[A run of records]
>> START
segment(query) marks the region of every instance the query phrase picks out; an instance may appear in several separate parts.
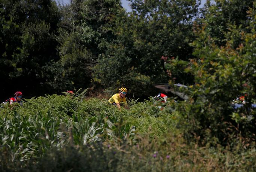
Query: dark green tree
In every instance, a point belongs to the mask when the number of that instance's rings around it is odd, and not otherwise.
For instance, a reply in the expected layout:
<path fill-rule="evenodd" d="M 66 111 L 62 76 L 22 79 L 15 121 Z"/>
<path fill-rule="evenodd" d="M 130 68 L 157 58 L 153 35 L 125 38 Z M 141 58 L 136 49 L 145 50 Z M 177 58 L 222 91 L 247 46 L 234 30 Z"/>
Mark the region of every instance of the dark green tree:
<path fill-rule="evenodd" d="M 90 86 L 92 68 L 115 40 L 113 25 L 124 10 L 119 0 L 74 0 L 62 8 L 59 49 L 63 71 L 56 79 L 64 77 L 59 83 L 66 87 Z"/>
<path fill-rule="evenodd" d="M 148 95 L 152 84 L 168 80 L 162 56 L 187 59 L 191 55 L 189 44 L 194 39 L 192 24 L 199 3 L 131 2 L 133 12 L 116 21 L 116 40 L 99 58 L 94 80 L 105 87 L 125 86 L 137 95 Z M 172 71 L 172 76 L 184 82 L 186 76 L 180 71 Z"/>
<path fill-rule="evenodd" d="M 0 9 L 1 90 L 5 96 L 22 90 L 27 96 L 49 91 L 45 69 L 59 59 L 56 3 L 1 0 Z"/>

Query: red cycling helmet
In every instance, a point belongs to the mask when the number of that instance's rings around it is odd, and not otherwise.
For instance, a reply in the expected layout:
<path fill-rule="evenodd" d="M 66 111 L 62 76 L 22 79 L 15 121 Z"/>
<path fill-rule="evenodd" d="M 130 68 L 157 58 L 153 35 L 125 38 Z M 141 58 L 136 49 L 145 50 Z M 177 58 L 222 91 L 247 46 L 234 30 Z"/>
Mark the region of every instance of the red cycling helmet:
<path fill-rule="evenodd" d="M 15 96 L 22 96 L 22 93 L 20 91 L 17 91 L 14 93 L 14 95 Z"/>
<path fill-rule="evenodd" d="M 71 94 L 73 94 L 74 93 L 74 92 L 73 92 L 72 91 L 67 91 L 66 92 Z"/>

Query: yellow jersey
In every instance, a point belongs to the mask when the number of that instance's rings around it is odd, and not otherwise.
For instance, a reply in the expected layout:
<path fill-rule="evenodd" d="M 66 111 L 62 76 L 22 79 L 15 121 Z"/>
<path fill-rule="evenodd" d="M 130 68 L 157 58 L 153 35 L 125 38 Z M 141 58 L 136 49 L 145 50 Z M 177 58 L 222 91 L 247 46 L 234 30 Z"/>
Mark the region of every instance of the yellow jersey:
<path fill-rule="evenodd" d="M 125 97 L 124 96 L 122 98 L 121 96 L 119 96 L 119 93 L 117 93 L 116 94 L 113 95 L 112 97 L 111 97 L 111 98 L 108 100 L 108 102 L 111 104 L 114 102 L 116 103 L 120 103 L 121 102 L 123 102 L 125 105 L 126 105 L 127 104 Z"/>

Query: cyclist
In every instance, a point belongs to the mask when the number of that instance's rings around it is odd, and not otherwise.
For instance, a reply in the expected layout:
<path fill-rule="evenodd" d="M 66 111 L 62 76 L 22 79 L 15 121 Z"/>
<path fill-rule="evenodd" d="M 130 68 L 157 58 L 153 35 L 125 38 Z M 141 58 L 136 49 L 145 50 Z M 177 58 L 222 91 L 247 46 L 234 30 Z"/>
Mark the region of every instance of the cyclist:
<path fill-rule="evenodd" d="M 126 109 L 130 109 L 125 98 L 125 95 L 128 92 L 127 89 L 125 88 L 122 87 L 119 89 L 119 93 L 117 93 L 113 95 L 111 98 L 108 100 L 108 102 L 113 105 L 116 105 L 119 110 L 121 110 L 120 103 L 122 102 L 124 105 L 125 108 Z"/>
<path fill-rule="evenodd" d="M 66 92 L 71 94 L 73 94 L 74 93 L 74 92 L 73 92 L 72 91 L 68 90 L 66 91 Z"/>
<path fill-rule="evenodd" d="M 168 97 L 165 94 L 163 93 L 159 93 L 157 94 L 157 95 L 154 97 L 154 98 L 158 101 L 160 99 L 162 99 L 161 102 L 163 103 L 166 103 L 167 101 L 167 99 L 168 98 Z M 164 99 L 163 100 L 163 98 Z M 163 107 L 161 106 L 157 106 L 157 107 L 160 108 L 161 110 L 162 110 L 164 108 Z"/>
<path fill-rule="evenodd" d="M 14 97 L 12 97 L 6 100 L 3 103 L 6 104 L 8 102 L 11 105 L 13 104 L 14 102 L 19 103 L 21 105 L 22 105 L 22 98 L 23 94 L 20 91 L 17 91 L 14 93 Z"/>
<path fill-rule="evenodd" d="M 154 98 L 157 101 L 163 98 L 163 100 L 162 100 L 161 102 L 166 103 L 167 101 L 167 99 L 168 98 L 168 96 L 165 94 L 159 93 L 154 97 Z"/>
>> END
> _Instructions for the task_: Rewrite the lines from the start of the records through the line containing "148 95 L 152", inclusive, keeping the requests as they are, and multiply every polygon coordinate in the answers by 2.3, rounding to whole numbers with halves rounded up. Leave the requests and their sample replies unscaled, and omit the pictures.

> _Full solution_:
segment(query) marks the region of every instance the query phrase picks out; an instance may appear in several separate parts.
Query: dark green tree
In every instance, a point belongs to the mask when the number of that instance's rings around it is odd, and not otherwise.
For instance, a reply in the expected layout:
<path fill-rule="evenodd" d="M 66 111 L 62 76 L 22 79 L 15 121 Z"/>
<path fill-rule="evenodd" d="M 130 68 L 157 58 L 153 35 L 125 38 Z M 141 58 L 136 49 L 145 50 Z M 177 58 L 222 91 L 247 46 L 234 30 Z"/>
Mark the region of every instance of the dark green tree:
<path fill-rule="evenodd" d="M 207 198 L 212 156 L 265 92 L 260 58 L 285 23 L 274 0 L 170 0 L 143 18 L 136 113 L 145 163 L 129 182 L 147 177 L 136 191 L 152 200 Z"/>
<path fill-rule="evenodd" d="M 340 219 L 350 193 L 386 184 L 373 129 L 430 136 L 439 127 L 435 101 L 446 90 L 442 55 L 458 7 L 301 5 L 306 28 L 267 48 L 267 92 L 228 133 L 216 184 L 242 200 L 288 198 L 315 219 Z M 396 163 L 396 175 L 423 189 L 428 175 L 414 163 Z"/>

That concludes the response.